### Short task:
Reproduce every line of the records below verbatim, leaving the pictures out of your answer.

- - - -

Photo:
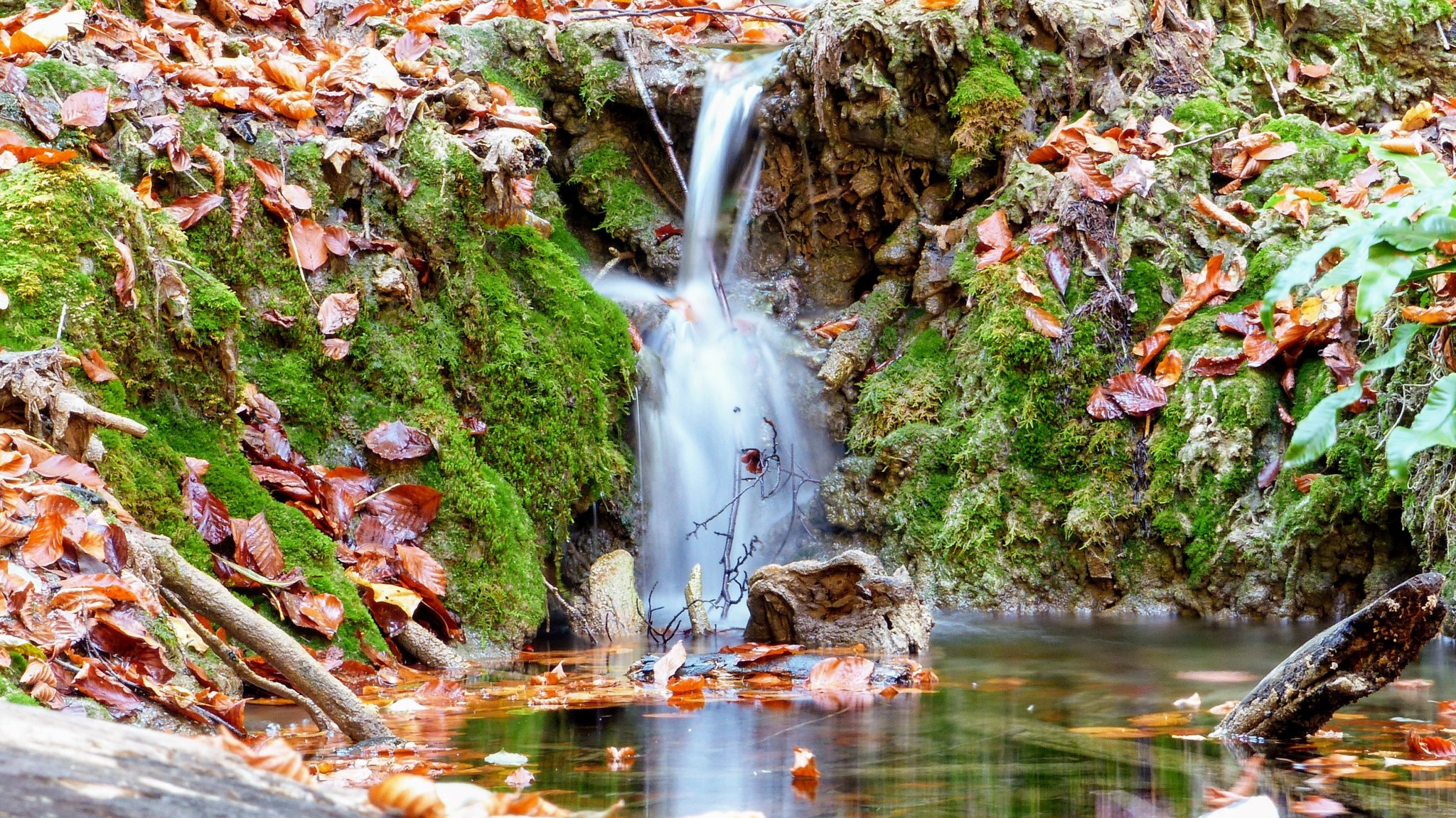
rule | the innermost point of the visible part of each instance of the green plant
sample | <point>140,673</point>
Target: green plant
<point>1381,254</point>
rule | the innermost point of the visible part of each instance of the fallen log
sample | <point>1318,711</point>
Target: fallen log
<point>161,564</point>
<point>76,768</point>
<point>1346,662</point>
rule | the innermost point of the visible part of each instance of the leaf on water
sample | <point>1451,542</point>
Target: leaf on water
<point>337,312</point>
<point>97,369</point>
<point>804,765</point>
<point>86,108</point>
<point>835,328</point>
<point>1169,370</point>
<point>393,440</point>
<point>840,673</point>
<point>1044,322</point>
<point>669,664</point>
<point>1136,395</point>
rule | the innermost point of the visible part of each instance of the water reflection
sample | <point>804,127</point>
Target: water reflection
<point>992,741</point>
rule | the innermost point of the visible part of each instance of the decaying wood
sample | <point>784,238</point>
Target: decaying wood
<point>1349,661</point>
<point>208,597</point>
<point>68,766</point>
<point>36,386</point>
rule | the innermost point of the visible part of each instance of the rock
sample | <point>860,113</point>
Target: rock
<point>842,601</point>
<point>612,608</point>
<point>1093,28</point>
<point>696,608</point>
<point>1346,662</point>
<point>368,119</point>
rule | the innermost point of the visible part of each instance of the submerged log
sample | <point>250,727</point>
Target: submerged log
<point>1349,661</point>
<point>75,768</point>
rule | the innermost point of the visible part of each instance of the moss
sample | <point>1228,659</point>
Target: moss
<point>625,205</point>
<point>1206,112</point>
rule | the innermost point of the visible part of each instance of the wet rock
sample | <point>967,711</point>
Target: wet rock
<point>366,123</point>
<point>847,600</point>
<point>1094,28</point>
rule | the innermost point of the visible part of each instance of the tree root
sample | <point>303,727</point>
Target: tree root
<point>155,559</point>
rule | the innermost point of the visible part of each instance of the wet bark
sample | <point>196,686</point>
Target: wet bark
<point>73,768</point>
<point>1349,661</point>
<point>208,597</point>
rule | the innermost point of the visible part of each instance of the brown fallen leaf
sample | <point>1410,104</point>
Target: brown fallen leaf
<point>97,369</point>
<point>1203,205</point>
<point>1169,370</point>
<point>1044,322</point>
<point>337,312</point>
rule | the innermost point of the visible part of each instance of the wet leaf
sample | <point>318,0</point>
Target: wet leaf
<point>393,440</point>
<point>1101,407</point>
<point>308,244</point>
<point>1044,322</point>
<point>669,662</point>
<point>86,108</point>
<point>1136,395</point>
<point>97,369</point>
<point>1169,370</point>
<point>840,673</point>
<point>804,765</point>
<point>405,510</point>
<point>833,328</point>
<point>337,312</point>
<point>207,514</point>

- - - -

### Exercise response:
Photo:
rule | the innermost point of the visible part of each instance of the green plant
sample | <point>140,673</point>
Target: green plant
<point>1381,254</point>
rule | the innermost point of the visible part of each instance of the fallen log
sample | <point>1318,711</point>
Target: fallen log
<point>161,564</point>
<point>76,768</point>
<point>1346,662</point>
rule | the innermost point of the visible part of each instance of the leaf on water
sample | <point>1451,542</point>
Target: leaf on water
<point>337,312</point>
<point>97,369</point>
<point>804,765</point>
<point>86,108</point>
<point>835,328</point>
<point>1169,370</point>
<point>393,440</point>
<point>840,673</point>
<point>1044,322</point>
<point>669,664</point>
<point>1136,395</point>
rule | the innermost point of the visible part of each instance of the water reflection
sample | <point>804,127</point>
Target: water reflection
<point>992,741</point>
rule | the innermost point of the visible part of each instance of the decaying wood
sample | <point>784,238</point>
Target: decaying wood
<point>1349,661</point>
<point>208,597</point>
<point>68,766</point>
<point>36,386</point>
rule | the innermost point of the visible part of each instance of the rock
sample | <point>860,113</point>
Target: rock
<point>842,601</point>
<point>612,608</point>
<point>1093,28</point>
<point>696,608</point>
<point>1346,662</point>
<point>368,119</point>
rule | the innermost point of the visible part of each instance of the submerged log
sample | <point>250,727</point>
Target: submerged log
<point>1349,661</point>
<point>75,768</point>
rule | the innermost point of the visible part of each instance of the moss
sample | <point>1228,659</point>
Target: moss
<point>625,205</point>
<point>1206,112</point>
rule | the innermost point of the visible part of each instance of the wet rock
sample | <point>967,711</point>
Target: wet rock
<point>366,123</point>
<point>847,600</point>
<point>1094,28</point>
rule | the innermost point of the visible part of each instance of the tree root
sample | <point>303,727</point>
Target: tree root
<point>155,559</point>
rule | the innermost point of the visible part of each instance of the wet bark
sample | <point>196,686</point>
Target: wet bark
<point>73,768</point>
<point>1349,661</point>
<point>208,597</point>
rule | the innermost point of the visible part of each instance of the brown fallen leaf
sample | <point>1410,104</point>
Target: brown fallen leaf
<point>97,369</point>
<point>1203,205</point>
<point>1169,370</point>
<point>1044,322</point>
<point>337,312</point>
rule | the innermost point of the visible part of each instance of the wet leaf
sample | <point>318,0</point>
Target: wet leaf
<point>393,440</point>
<point>1101,407</point>
<point>308,244</point>
<point>1044,322</point>
<point>669,662</point>
<point>86,108</point>
<point>1136,395</point>
<point>97,369</point>
<point>1169,370</point>
<point>840,673</point>
<point>804,765</point>
<point>405,510</point>
<point>833,328</point>
<point>337,312</point>
<point>207,514</point>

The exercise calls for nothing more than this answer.